» DIRECTION: Report every line of the records that contains the word "green", matching case exactly.

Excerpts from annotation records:
"""

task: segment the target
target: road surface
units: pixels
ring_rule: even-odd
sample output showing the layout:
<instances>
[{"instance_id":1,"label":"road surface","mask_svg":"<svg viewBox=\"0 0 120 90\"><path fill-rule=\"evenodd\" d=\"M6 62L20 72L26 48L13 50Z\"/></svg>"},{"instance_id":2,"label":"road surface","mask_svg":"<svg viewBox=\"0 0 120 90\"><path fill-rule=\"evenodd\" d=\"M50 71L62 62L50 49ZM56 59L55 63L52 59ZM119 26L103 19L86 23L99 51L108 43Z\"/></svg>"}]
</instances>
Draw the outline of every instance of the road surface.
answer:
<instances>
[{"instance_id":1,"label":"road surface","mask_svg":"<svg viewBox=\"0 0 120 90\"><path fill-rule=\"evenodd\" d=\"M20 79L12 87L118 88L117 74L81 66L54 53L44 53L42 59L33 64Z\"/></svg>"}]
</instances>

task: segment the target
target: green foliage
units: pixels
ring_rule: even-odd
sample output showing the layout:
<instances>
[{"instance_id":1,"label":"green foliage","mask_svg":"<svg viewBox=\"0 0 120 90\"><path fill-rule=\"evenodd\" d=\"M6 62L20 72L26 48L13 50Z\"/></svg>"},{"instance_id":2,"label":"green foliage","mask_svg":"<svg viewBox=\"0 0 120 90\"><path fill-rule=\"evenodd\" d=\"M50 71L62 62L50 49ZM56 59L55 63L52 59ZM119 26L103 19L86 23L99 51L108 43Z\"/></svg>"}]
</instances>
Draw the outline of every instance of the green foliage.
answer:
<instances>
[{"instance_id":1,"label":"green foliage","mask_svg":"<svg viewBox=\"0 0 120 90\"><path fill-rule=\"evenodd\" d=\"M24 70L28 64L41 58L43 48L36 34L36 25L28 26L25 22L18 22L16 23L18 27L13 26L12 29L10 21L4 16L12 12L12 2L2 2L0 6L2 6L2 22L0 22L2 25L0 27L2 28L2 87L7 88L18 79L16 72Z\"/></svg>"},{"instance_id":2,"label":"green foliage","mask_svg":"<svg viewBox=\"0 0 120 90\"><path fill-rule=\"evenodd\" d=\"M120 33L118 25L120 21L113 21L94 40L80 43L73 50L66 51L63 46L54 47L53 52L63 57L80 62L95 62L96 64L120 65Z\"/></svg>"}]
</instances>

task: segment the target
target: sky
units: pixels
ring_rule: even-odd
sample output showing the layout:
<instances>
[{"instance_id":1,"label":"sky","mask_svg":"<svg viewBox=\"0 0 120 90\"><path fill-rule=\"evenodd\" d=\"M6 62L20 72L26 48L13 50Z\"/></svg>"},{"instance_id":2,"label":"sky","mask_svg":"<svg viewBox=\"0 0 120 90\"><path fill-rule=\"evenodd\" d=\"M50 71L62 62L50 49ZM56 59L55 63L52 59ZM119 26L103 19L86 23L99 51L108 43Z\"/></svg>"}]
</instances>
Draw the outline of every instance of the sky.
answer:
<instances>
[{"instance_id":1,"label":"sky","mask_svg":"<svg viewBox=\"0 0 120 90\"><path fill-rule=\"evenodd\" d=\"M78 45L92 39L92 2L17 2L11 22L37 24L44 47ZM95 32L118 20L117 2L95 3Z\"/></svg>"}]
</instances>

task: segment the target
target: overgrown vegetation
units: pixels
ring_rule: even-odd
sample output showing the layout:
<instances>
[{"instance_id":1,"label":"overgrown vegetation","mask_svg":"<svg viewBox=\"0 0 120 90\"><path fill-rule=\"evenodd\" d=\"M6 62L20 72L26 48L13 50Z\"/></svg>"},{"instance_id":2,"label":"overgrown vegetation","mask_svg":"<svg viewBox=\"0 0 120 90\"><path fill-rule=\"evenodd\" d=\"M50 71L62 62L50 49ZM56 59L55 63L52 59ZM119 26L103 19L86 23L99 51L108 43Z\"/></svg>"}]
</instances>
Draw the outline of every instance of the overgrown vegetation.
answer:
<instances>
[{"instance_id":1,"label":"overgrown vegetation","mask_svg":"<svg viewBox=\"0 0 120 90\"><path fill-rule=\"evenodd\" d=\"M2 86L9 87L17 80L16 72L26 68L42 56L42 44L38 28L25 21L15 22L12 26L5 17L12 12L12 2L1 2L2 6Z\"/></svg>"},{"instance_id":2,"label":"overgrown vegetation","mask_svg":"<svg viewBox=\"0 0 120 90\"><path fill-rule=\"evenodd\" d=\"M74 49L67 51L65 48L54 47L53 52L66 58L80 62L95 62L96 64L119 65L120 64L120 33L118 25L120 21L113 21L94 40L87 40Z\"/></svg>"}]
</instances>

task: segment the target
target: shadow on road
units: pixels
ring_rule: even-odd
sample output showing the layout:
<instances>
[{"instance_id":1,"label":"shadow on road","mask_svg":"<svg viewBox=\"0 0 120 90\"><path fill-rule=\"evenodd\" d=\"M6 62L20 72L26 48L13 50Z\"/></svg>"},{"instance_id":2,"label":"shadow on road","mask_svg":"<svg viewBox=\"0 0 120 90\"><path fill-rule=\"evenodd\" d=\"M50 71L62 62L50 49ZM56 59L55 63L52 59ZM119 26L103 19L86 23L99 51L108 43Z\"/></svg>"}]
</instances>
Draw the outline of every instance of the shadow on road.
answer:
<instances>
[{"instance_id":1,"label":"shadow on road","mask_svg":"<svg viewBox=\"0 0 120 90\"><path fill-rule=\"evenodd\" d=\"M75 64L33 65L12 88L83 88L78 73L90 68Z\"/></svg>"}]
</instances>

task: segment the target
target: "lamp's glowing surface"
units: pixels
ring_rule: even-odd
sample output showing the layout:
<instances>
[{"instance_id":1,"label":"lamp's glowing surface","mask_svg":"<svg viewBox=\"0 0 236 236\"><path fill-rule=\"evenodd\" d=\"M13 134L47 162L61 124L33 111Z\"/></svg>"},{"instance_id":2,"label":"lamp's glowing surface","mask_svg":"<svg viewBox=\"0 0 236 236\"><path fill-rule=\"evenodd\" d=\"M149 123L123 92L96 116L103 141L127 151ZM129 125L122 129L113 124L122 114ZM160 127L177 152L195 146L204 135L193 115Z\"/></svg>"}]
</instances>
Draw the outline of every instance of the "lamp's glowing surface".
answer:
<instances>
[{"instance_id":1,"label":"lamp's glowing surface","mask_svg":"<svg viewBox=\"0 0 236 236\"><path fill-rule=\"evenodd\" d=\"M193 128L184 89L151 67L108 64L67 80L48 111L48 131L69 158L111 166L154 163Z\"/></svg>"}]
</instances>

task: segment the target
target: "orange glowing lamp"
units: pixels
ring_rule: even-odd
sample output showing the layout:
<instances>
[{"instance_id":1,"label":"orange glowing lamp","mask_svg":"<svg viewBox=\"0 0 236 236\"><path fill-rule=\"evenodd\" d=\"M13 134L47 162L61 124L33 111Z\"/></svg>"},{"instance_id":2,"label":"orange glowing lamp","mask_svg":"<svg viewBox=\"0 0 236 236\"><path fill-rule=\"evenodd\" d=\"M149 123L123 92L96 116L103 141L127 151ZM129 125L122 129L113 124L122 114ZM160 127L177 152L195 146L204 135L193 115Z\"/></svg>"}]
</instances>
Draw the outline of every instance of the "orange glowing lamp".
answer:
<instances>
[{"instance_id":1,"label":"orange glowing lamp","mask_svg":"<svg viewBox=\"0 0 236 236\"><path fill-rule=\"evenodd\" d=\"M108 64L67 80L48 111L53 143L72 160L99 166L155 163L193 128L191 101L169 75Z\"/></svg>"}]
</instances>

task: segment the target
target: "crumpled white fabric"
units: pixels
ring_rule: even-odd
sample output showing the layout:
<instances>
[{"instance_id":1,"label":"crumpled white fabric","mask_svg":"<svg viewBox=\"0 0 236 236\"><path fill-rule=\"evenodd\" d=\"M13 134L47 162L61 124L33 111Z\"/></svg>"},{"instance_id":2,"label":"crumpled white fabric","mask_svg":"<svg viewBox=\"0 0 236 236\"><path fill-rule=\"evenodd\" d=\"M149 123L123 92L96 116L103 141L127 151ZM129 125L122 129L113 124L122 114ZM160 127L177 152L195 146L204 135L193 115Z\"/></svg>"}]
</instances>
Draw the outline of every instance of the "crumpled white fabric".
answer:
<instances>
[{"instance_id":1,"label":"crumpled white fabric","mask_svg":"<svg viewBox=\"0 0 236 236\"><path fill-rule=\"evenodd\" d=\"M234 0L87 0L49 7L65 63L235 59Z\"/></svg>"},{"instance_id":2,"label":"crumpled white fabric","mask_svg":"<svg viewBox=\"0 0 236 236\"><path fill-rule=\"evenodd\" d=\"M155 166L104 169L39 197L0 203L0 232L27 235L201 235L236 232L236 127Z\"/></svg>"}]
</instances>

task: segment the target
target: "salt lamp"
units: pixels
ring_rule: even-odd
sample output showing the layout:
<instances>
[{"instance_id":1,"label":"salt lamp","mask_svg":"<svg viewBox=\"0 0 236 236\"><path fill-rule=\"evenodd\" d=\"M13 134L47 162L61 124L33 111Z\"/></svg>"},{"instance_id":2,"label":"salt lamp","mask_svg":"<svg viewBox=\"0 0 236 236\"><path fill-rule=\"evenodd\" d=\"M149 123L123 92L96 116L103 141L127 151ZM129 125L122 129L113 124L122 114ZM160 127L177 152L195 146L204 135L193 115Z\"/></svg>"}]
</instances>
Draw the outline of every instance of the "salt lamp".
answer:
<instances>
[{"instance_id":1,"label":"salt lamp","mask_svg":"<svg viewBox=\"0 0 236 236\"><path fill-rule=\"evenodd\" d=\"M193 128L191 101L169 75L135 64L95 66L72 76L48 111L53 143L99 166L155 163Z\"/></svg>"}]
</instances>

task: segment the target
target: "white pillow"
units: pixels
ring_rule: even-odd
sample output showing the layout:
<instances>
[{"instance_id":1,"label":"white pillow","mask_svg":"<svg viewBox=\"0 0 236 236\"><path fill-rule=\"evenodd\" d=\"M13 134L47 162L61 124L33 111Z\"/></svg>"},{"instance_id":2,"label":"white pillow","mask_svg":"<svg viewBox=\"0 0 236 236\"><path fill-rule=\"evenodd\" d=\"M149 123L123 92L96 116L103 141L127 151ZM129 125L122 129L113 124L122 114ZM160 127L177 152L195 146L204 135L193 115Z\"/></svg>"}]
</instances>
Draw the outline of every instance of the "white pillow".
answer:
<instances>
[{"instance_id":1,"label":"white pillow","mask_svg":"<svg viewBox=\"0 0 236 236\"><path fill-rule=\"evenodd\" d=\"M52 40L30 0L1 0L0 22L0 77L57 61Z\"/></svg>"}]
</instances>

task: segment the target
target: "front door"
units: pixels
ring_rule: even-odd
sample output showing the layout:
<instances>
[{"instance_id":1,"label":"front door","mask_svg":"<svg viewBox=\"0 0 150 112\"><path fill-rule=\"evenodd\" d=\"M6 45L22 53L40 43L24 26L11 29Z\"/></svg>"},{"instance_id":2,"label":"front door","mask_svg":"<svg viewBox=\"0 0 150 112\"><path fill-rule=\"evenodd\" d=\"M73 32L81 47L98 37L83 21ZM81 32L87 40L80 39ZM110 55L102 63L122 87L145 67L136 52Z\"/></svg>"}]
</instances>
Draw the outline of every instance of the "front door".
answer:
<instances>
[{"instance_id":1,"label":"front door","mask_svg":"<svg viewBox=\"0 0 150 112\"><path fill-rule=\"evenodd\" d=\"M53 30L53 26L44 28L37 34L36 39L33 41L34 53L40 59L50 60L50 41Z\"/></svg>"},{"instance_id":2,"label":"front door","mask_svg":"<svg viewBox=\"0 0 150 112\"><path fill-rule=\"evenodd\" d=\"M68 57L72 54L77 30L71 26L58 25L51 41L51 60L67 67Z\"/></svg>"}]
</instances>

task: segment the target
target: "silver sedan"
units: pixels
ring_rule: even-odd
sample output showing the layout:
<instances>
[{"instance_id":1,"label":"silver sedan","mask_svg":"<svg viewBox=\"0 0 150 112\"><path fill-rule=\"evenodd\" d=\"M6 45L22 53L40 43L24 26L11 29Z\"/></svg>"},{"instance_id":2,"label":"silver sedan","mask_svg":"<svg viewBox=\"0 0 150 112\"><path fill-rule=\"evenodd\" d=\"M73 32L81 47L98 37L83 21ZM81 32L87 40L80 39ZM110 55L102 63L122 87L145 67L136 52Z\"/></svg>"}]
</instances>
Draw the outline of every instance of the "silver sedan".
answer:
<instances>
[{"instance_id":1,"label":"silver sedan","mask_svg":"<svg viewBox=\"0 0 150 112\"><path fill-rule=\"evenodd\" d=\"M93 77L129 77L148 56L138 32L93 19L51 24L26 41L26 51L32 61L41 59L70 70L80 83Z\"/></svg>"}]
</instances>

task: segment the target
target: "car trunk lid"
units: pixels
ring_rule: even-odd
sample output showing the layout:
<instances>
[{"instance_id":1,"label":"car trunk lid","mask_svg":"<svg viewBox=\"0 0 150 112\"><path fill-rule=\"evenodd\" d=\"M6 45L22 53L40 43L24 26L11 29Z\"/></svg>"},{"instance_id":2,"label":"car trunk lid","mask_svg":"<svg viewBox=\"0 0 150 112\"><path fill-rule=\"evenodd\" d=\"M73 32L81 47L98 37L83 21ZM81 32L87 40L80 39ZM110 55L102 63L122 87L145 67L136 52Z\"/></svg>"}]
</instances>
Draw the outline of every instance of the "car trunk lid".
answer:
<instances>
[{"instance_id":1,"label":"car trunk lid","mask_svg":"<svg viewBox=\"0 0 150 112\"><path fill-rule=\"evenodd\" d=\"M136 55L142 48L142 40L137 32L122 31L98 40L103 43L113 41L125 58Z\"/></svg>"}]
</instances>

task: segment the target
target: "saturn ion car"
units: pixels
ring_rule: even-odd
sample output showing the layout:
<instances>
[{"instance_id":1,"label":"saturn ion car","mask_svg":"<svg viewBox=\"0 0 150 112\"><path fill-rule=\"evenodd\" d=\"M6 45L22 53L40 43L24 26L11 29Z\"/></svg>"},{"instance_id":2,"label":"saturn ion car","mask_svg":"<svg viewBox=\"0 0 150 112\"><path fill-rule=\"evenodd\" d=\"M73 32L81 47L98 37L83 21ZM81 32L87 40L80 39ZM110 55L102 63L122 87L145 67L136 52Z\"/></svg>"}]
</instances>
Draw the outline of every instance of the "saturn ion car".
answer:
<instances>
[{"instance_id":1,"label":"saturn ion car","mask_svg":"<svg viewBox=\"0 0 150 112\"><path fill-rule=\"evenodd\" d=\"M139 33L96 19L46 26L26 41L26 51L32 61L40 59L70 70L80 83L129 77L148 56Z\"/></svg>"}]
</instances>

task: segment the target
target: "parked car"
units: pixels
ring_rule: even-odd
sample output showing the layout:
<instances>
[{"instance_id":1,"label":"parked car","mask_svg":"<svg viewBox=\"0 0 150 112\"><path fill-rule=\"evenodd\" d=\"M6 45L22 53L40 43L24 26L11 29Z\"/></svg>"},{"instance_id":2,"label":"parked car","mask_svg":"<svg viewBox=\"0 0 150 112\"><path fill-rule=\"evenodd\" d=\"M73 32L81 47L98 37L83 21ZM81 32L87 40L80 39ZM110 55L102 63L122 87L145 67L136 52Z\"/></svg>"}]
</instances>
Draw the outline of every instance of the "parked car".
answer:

"""

» TASK RESULT:
target: green foliage
[{"instance_id":1,"label":"green foliage","mask_svg":"<svg viewBox=\"0 0 120 90\"><path fill-rule=\"evenodd\" d=\"M6 62L20 72L26 48L13 50Z\"/></svg>"},{"instance_id":2,"label":"green foliage","mask_svg":"<svg viewBox=\"0 0 120 90\"><path fill-rule=\"evenodd\" d=\"M50 71L62 62L50 49ZM56 59L55 63L52 59ZM119 26L103 19L86 23L99 51L108 43Z\"/></svg>"}]
Draw the outline of every instance of the green foliage.
[{"instance_id":1,"label":"green foliage","mask_svg":"<svg viewBox=\"0 0 120 90\"><path fill-rule=\"evenodd\" d=\"M24 70L28 64L41 58L43 48L36 34L36 25L28 26L25 22L18 22L16 23L18 27L13 26L12 29L10 21L4 16L12 12L12 2L2 2L0 6L2 6L2 22L0 22L2 25L0 27L2 28L2 87L7 88L18 79L16 72Z\"/></svg>"},{"instance_id":2,"label":"green foliage","mask_svg":"<svg viewBox=\"0 0 120 90\"><path fill-rule=\"evenodd\" d=\"M120 33L118 25L120 21L113 21L94 40L80 43L73 50L66 51L63 46L54 47L53 52L63 57L80 62L95 62L96 64L120 65Z\"/></svg>"}]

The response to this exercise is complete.